#### [PROVIDED ENTRIES]
______________________________
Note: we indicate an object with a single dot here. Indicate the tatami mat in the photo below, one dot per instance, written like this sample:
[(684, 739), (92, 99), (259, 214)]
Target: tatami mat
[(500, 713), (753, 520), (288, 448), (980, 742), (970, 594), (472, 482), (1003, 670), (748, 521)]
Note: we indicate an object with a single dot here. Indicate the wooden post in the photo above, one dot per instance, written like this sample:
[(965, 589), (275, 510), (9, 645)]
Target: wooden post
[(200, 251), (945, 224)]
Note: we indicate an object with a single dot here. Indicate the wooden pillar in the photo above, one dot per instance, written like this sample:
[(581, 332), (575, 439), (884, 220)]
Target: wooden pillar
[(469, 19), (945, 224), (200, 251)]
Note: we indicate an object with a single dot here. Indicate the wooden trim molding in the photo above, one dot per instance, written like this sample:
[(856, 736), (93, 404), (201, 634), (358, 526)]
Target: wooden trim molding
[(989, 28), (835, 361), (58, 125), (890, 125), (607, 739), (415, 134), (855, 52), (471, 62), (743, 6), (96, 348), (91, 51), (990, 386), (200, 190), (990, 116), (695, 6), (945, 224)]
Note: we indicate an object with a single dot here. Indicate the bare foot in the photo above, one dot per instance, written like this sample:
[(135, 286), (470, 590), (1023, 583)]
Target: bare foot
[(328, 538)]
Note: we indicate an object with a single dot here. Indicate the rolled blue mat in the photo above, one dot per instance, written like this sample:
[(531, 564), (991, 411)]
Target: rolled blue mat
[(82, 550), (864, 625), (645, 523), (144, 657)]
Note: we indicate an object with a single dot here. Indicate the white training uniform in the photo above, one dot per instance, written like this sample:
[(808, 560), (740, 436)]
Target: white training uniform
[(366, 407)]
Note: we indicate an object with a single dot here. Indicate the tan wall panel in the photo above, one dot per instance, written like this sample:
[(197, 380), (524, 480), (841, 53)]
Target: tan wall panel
______________________________
#### [EXERCISE INSTRUCTIONS]
Work out how many lines above contain the word "panel". Give only the number.

#### [YOUR RESPONSE]
2